Activity >> Output each line of the data below exactly, omitting any image.
# # # # #
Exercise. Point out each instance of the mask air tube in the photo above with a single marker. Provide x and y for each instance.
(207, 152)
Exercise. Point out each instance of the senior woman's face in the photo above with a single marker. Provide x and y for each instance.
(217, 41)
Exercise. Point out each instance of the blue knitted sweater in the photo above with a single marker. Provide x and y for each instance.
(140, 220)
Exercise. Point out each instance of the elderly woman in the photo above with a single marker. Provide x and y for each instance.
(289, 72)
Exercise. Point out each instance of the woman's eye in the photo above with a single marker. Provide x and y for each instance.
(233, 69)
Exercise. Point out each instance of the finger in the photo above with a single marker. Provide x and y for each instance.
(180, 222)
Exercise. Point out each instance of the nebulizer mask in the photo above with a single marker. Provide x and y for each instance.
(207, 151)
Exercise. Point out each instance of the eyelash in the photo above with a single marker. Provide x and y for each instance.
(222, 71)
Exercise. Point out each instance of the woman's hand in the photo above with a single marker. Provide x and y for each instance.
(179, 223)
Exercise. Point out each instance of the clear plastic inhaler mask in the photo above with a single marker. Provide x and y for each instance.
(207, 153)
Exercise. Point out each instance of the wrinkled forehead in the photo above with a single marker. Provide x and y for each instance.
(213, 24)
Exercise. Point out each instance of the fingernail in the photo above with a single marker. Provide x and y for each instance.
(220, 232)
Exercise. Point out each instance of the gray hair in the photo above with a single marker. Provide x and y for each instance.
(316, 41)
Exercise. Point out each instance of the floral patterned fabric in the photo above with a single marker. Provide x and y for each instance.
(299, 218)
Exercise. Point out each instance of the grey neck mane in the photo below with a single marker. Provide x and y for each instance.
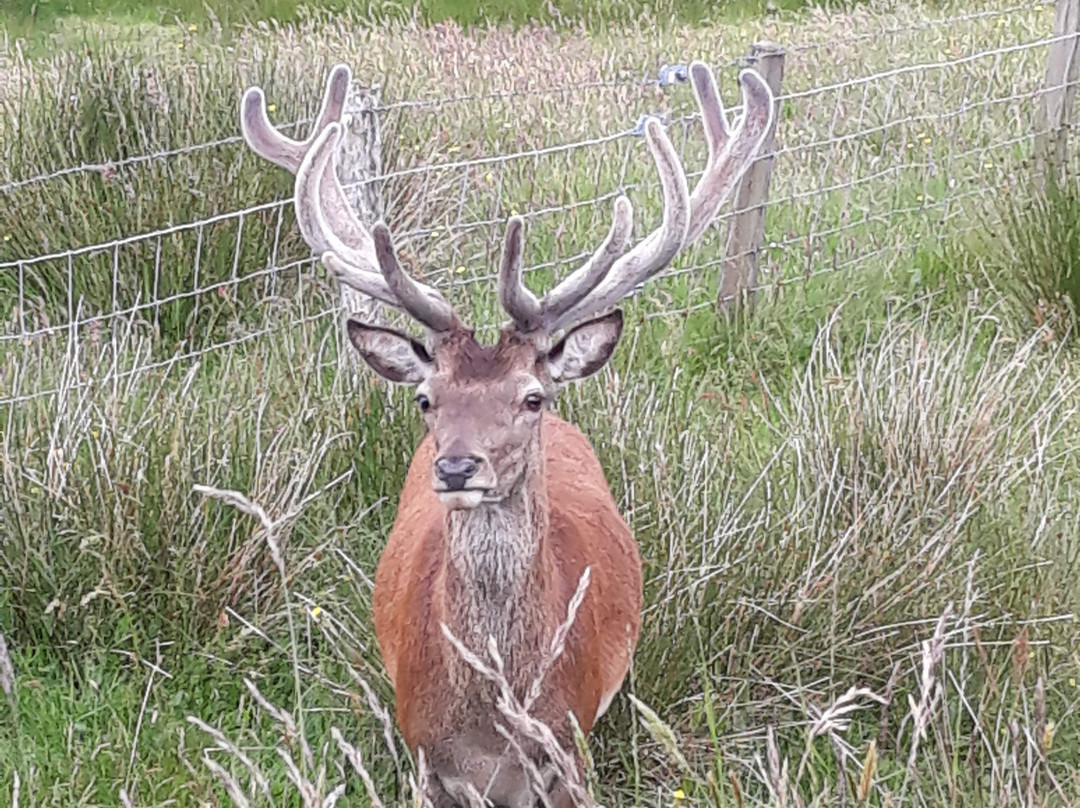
(491, 551)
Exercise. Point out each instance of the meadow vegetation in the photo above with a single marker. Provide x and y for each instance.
(856, 508)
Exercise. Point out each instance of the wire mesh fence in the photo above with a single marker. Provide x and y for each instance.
(890, 137)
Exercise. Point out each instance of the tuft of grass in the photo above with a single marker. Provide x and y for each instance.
(1035, 260)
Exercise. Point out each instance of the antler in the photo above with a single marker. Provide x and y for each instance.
(356, 257)
(609, 274)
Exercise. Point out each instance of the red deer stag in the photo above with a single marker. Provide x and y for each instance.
(505, 506)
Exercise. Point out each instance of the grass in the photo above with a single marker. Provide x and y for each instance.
(39, 19)
(891, 438)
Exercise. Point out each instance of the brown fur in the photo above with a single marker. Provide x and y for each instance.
(504, 569)
(585, 529)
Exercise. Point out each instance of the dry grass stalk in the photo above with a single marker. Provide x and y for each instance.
(518, 717)
(869, 769)
(7, 672)
(352, 754)
(558, 640)
(231, 786)
(930, 690)
(778, 770)
(233, 750)
(662, 734)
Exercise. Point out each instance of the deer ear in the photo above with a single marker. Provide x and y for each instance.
(393, 355)
(585, 349)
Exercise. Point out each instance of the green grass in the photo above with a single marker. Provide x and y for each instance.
(893, 432)
(37, 18)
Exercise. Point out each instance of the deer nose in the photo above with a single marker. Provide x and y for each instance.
(456, 471)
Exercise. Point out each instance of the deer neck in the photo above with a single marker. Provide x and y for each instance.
(494, 553)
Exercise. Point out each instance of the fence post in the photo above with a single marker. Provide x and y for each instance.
(1063, 69)
(361, 161)
(746, 233)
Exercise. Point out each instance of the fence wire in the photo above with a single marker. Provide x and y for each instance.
(878, 153)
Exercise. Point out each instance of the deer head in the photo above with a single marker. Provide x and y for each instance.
(483, 403)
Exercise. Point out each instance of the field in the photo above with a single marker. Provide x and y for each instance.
(856, 506)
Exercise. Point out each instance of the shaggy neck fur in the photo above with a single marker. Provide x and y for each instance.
(493, 551)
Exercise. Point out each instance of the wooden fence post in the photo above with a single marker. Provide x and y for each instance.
(746, 233)
(1063, 70)
(361, 161)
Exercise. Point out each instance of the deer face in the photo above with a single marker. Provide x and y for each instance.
(484, 404)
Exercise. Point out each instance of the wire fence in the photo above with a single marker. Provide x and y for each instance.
(879, 152)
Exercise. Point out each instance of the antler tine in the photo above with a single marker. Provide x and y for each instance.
(351, 239)
(739, 150)
(518, 303)
(657, 250)
(586, 277)
(326, 219)
(687, 215)
(413, 297)
(269, 143)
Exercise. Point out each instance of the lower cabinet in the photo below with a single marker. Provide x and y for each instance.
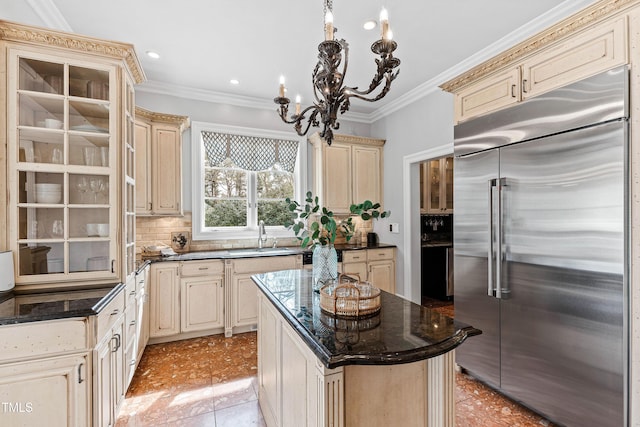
# # # # #
Your response >>
Exercise. Point out each instance of the mask air tube in the photo above with a single marker. Provide x and y for each instance.
(207, 152)
Exercise. Point out each instance of the senior woman's face in the photo above with a single marker. Provide x and y for each instance.
(217, 41)
Exercise. Point out each instance of the blue knitted sweater in the photo above with a single marker. Provide x and y for each instance.
(140, 220)
Exercise. Point out each instance of the elderly woman in the photo above with a single marker. Provide x and y for each instance.
(289, 72)
Exercise. Point out each instance of the woman's eye in the photo above with a single marker. Provide x and y for each instance.
(233, 69)
Exercise. Point out each instance of the finger in the photo above with a single marker. Provide x and y for each instance.
(180, 222)
Exercise. Point out each instance of the nebulizer mask in the photo above with a single marker. Provide x and y for each instance.
(207, 151)
Exercise. Point out each instance of the eyelash in the photo above with a single marker. Provide x and y for each instance.
(222, 71)
Exercise. Point out each instance of the woman's hand in the photo above with a single marker. Provide x and y for each instance.
(179, 223)
Exercise. Point out each instance of the clear plastic inhaler mask in the photo above with a single marker. Provide x and y for each instance.
(207, 153)
Exercise. Point out each instance of the wrinkled forehead in the photo above with a single marker. Provide x and y for each instance.
(213, 24)
Exercise. Point out each instance of the fingernail in the photo above with a single marker. Provide x and y for each instance.
(220, 232)
Exercise. Point out each instance of the gray hair in the photo above with a single marker. Provide x and y for each instance.
(316, 41)
Exercise. Point out each instance of the floral patterned fabric in the photo above with a single marker. Provide x and y for each instance.
(299, 218)
Exercise. Point out each instance of the grey neck mane in the photo below with a single marker. Provide x and y for each instance.
(491, 551)
Exercise. Point out each instance of the meadow vegetation in the photo above with a single marker. Provide x and y for each instance.
(856, 508)
Exercise. Point out each instance of the wire mesh fence in the photo above with a single marker. Provide x and y for each instance.
(890, 137)
Exercise. Point out each instance of the tuft of grass in the photo above with a single marker. Provide x and y for each instance.
(1035, 260)
Exercise. Point out each instance of the antler in the photo above with a single marker. Provide x and y for each instance.
(356, 257)
(609, 274)
Exercise. Point out each instance of the red deer stag in the photo above with a single marker. Provide x and y for each instance.
(505, 506)
Exercise. Point out each instance of the grass in the photo above with a single marker. Provide x and y for each instance.
(39, 19)
(891, 438)
Exercise. Point out each instance of the brown fur in the photo above with a single marker. Provide x and y for each instance.
(504, 569)
(585, 529)
Exercise. Point out each instance of the dry grass stalk in the photo above with a single marker. Provide x and y for each instance.
(518, 717)
(869, 769)
(7, 672)
(352, 754)
(558, 640)
(231, 786)
(930, 690)
(778, 770)
(233, 750)
(662, 734)
Exercise. Point out each instance of the deer ear in the photo above with a single marker. Provide x and y for each instance.
(393, 355)
(585, 349)
Exercise. Point out each instance of the green grass in the photo above with a single marker. Provide x and y for each instance.
(893, 432)
(37, 18)
Exercise. Point out each instance of the deer nose in the photo above with a single marker. Provide x and y for each instance.
(456, 471)
Exercise. Point out each instance of the deer neck in the photo above with a single marker. Provide x and y for each instance.
(494, 553)
Exercise. Point out each instance of the fence post in the photo above with a single marker. Provide x and y for each instance.
(1063, 69)
(361, 161)
(746, 233)
Exercise. Point out each instance of the fence wire in the photo above with a single marker. Provide x and y for each instance.
(878, 153)
Exercise. Point out each instance of the deer head in the photo above with a single marker. Provide x and y for each instance.
(483, 403)
Exercise. Point out each instance of the field in the photo above with a single marker. Provide x and y for each instance.
(856, 506)
Exercise. Point out each instance of the shaggy neck fur in the photo above with a single marker. Provide x and y for each instance.
(493, 551)
Exercise. Point out each instance of the wooden fence post in the photo above with a single marker. Provide x and y for each instance.
(746, 233)
(1063, 70)
(361, 161)
Exercise. Point out each instance of the deer face in the photo above with a single marker. Provide x and y for each instance.
(484, 404)
Exercise. Point out each instance of the wire fence in the photo above with a single marker. Provide x and y for each instance.
(879, 152)
Exercise. Point out each instance of the antler tine in the photo above with a single marker. Provide x and y for each instance.
(351, 239)
(739, 150)
(518, 303)
(657, 250)
(586, 277)
(326, 219)
(687, 215)
(413, 297)
(269, 143)
Exercise. Point out each instance of the lower cabinet in the photo below with a single marker. Provide x and y for each instance.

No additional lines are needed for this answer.